Entries from a point annotation set:
━━━

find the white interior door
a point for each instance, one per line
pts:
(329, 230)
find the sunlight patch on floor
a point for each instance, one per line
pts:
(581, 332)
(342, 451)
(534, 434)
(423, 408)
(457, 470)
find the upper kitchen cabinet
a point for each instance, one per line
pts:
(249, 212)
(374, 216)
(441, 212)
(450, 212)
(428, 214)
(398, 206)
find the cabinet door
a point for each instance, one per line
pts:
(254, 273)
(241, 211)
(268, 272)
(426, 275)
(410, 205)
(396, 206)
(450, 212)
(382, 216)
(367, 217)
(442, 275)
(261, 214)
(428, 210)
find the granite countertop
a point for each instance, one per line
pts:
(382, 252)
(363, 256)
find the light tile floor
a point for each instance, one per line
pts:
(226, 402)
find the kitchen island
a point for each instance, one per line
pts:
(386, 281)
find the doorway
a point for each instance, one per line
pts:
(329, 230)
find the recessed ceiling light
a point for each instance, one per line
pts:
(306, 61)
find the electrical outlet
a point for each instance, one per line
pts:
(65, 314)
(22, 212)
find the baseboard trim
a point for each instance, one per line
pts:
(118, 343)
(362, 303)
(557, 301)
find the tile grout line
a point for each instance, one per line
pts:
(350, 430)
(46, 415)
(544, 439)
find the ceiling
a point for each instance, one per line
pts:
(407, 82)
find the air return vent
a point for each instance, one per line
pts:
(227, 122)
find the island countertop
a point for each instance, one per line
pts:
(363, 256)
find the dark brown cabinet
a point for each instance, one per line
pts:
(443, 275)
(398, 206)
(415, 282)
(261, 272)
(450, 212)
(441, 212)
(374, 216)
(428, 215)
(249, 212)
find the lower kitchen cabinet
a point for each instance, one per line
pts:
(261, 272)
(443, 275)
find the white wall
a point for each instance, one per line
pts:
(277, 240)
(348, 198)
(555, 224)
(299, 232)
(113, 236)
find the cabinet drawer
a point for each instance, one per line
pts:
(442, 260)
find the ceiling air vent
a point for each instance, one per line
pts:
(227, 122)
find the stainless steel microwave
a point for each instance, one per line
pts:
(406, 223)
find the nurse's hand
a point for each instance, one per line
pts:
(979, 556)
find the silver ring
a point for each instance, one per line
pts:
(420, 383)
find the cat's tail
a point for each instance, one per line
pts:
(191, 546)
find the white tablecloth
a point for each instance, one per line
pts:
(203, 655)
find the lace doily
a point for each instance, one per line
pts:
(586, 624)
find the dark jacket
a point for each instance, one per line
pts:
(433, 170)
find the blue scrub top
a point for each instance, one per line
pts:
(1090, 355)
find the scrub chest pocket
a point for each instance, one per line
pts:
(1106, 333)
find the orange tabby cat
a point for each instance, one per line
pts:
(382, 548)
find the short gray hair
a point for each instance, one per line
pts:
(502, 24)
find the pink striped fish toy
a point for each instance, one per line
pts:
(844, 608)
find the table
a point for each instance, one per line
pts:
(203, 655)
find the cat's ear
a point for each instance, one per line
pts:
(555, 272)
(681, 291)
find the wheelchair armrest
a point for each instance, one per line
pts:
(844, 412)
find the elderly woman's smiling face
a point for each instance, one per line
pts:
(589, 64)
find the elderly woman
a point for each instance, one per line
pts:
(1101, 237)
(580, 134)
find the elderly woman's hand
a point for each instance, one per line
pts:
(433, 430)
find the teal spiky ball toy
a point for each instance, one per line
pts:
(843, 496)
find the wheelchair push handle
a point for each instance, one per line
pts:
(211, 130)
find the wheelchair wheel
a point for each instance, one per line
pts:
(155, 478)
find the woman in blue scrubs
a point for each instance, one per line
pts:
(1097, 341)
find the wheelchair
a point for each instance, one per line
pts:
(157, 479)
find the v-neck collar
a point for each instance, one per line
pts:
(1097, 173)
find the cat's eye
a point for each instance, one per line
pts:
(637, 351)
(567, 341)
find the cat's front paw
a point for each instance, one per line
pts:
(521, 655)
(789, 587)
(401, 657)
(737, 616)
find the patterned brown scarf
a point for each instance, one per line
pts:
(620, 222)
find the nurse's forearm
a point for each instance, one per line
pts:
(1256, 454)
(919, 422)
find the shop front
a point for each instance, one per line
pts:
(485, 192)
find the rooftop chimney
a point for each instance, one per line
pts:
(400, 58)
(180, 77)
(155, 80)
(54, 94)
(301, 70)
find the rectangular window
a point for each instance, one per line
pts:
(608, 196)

━━━

:: GIVEN PROBLEM ::
Render every line of the records above as a Markdown table with two columns, Row and Line, numbering each row and leaving out blank lines.

:: THE RESPONSE ::
| Row | Line |
|---|---|
| 1 | find the white interior door |
| 2 | a point for each instance, one per line |
| 3 | pts: |
| 4 | (329, 230) |
| 5 | find the sunlight patch on floor |
| 6 | a point for each instance, one per line |
| 7 | pts: |
| 8 | (581, 332) |
| 9 | (342, 451) |
| 10 | (534, 434) |
| 11 | (423, 408) |
| 12 | (457, 470) |
| 13 | find the upper kitchen cabinet |
| 14 | a point for each instance, one per line |
| 15 | pts: |
| 16 | (249, 212) |
| 17 | (374, 216) |
| 18 | (441, 212) |
| 19 | (450, 212) |
| 20 | (428, 214) |
| 21 | (398, 206) |
| 22 | find the cabinet door |
| 23 | a point for each instance, one per line |
| 24 | pts: |
| 25 | (254, 273) |
| 26 | (241, 211) |
| 27 | (268, 272) |
| 28 | (426, 275) |
| 29 | (410, 205) |
| 30 | (396, 206) |
| 31 | (450, 212) |
| 32 | (382, 216) |
| 33 | (367, 217) |
| 34 | (442, 275) |
| 35 | (261, 214) |
| 36 | (428, 210) |
| 37 | find the granite countertop |
| 38 | a point for each instance, one per line |
| 39 | pts: |
| 40 | (382, 252) |
| 41 | (363, 256) |
| 42 | find the light tile floor |
| 43 | a point for each instance, one per line |
| 44 | pts: |
| 45 | (226, 402) |
| 46 | find the kitchen island |
| 47 | a point for each instance, one per line |
| 48 | pts: |
| 49 | (386, 281) |
| 50 | find the doorway |
| 51 | a point for each instance, one per line |
| 52 | pts: |
| 53 | (329, 230) |
| 54 | find the recessed ceiling light |
| 55 | a point for each instance, one per line |
| 56 | pts: |
| 57 | (306, 61) |
| 58 | find the electrical outlet |
| 59 | a point for each instance, one per line |
| 60 | pts: |
| 61 | (65, 314) |
| 62 | (22, 212) |
| 63 | find the baseboard trim |
| 64 | a point for each instance, one per line |
| 65 | pts: |
| 66 | (118, 343) |
| 67 | (362, 303) |
| 68 | (557, 301) |
| 69 | find the tile grout line |
| 70 | a point for each instance, one per line |
| 71 | pts: |
| 72 | (350, 430) |
| 73 | (46, 415) |
| 74 | (544, 439) |
| 75 | find the ceiling |
| 76 | a point for each instance, one per line |
| 77 | pts: |
| 78 | (407, 82) |
| 79 | find the air return vent |
| 80 | a point for each instance, one per line |
| 81 | pts: |
| 82 | (227, 122) |
| 83 | find the island countertop |
| 84 | a point for each instance, one per line |
| 85 | pts: |
| 86 | (363, 256) |
| 87 | find the dark brown cabinet |
| 88 | a point for each instance, one per line |
| 89 | pts: |
| 90 | (443, 275) |
| 91 | (398, 206) |
| 92 | (415, 282) |
| 93 | (261, 272) |
| 94 | (450, 212) |
| 95 | (441, 212) |
| 96 | (374, 216) |
| 97 | (428, 215) |
| 98 | (249, 212) |
| 99 | find the lower kitchen cabinet |
| 100 | a point for each instance, one per line |
| 101 | pts: |
| 102 | (261, 272) |
| 103 | (443, 275) |
| 104 | find the white wall |
| 105 | a point for each instance, one per line |
| 106 | pts: |
| 107 | (277, 240) |
| 108 | (348, 198) |
| 109 | (555, 224) |
| 110 | (299, 232) |
| 111 | (113, 236) |
| 112 | find the cabinet drawer |
| 113 | a point for each instance, one per line |
| 114 | pts: |
| 115 | (442, 260) |
| 116 | find the ceiling air vent |
| 117 | a point for each instance, one per line |
| 118 | pts: |
| 119 | (227, 122) |
| 120 | find the stainless steel microwave |
| 121 | a point for each instance, one per line |
| 122 | pts: |
| 123 | (406, 223) |
| 124 | find the nurse's hand |
| 125 | a point for each instance, one per line |
| 126 | pts: |
| 127 | (979, 556) |
| 128 | find the silver ring |
| 129 | a point for each instance, one per line |
| 130 | pts: |
| 131 | (420, 383) |
| 132 | find the cat's tail |
| 133 | a point for each instance, one per line |
| 134 | pts: |
| 135 | (191, 546) |
| 136 | find the white tablecloth |
| 137 | a point for each instance, one per line |
| 138 | pts: |
| 139 | (203, 655) |
| 140 | find the lace doily |
| 141 | a point for each instance, one per line |
| 142 | pts: |
| 143 | (586, 624) |
| 144 | find the dark jacket |
| 145 | a point for each instance, one per line |
| 146 | pts: |
| 147 | (433, 170) |
| 148 | find the blue scrub top |
| 149 | a point for each instance, one per line |
| 150 | pts: |
| 151 | (1090, 355) |
| 152 | find the scrub chest pocket |
| 153 | a point for each instance, one per line |
| 154 | pts: |
| 155 | (1106, 333) |
| 156 | find the orange tabby cat |
| 157 | a point for each instance, one per line |
| 158 | pts: |
| 159 | (382, 548) |
| 160 | find the short gray hair |
| 161 | a point for each instance, one per line |
| 162 | pts: |
| 163 | (502, 24) |
| 164 | find the pink striped fish toy |
| 165 | a point for each instance, one per line |
| 166 | pts: |
| 167 | (844, 608) |
| 168 | find the table |
| 169 | a point for each instance, one per line |
| 170 | pts: |
| 171 | (203, 655) |
| 172 | find the cat's ear |
| 173 | a point for each instance, one per line |
| 174 | pts: |
| 175 | (555, 272) |
| 176 | (681, 291) |
| 177 | find the wheelchair armrest |
| 178 | a point for each instance, one per line |
| 179 | pts: |
| 180 | (844, 412) |
| 181 | find the elderly woman's smiling face |
| 182 | a point for each instance, one per line |
| 183 | pts: |
| 184 | (589, 64) |
| 185 | find the elderly woman |
| 186 | a point for each instance, one per line |
| 187 | pts: |
| 188 | (1101, 237) |
| 189 | (580, 134) |
| 190 | find the elderly woman's hand |
| 191 | a point for each instance, one per line |
| 192 | pts: |
| 193 | (433, 430) |
| 194 | find the teal spiky ball toy |
| 195 | a point for each instance, one per line |
| 196 | pts: |
| 197 | (843, 496) |
| 198 | find the wheelchair push handle |
| 199 | a point for each instance, one per line |
| 200 | pts: |
| 201 | (211, 130) |
| 202 | find the wheelchair wheel |
| 203 | a point for each instance, one per line |
| 204 | pts: |
| 205 | (155, 478) |
| 206 | find the woman in blue scrubs |
| 207 | a point for each instance, one per line |
| 208 | pts: |
| 209 | (1097, 341) |
| 210 | find the wheelchair |
| 211 | a point for each instance, one per line |
| 212 | pts: |
| 213 | (157, 479) |
| 214 | find the v-neck collar |
| 215 | a point for each instance, one per line |
| 216 | pts: |
| 217 | (1097, 173) |
| 218 | find the cat's eye |
| 219 | a point for each instance, one per line |
| 220 | pts: |
| 221 | (637, 351) |
| 222 | (567, 341) |
| 223 | find the cat's front paw |
| 224 | a point for each instance, one per line |
| 225 | pts: |
| 226 | (521, 655) |
| 227 | (789, 587) |
| 228 | (401, 657) |
| 229 | (737, 616) |
| 230 | find the patterned brown scarf |
| 231 | a point for each instance, one per line |
| 232 | pts: |
| 233 | (620, 222) |
| 234 | find the nurse's forearm |
| 235 | a point for each instance, one per line |
| 236 | pts: |
| 237 | (1256, 454) |
| 238 | (919, 422) |
| 239 | find the shop front |
| 240 | a point for each instance, one per line |
| 241 | pts: |
| 242 | (485, 192) |
| 243 | find the rooftop chimney |
| 244 | a point for each instance, one per line |
| 245 | pts: |
| 246 | (400, 58) |
| 247 | (180, 77) |
| 248 | (155, 80) |
| 249 | (54, 94) |
| 250 | (301, 70) |
| 251 | find the rectangular window |
| 252 | a point for each instance, one per line |
| 253 | pts: |
| 254 | (608, 196) |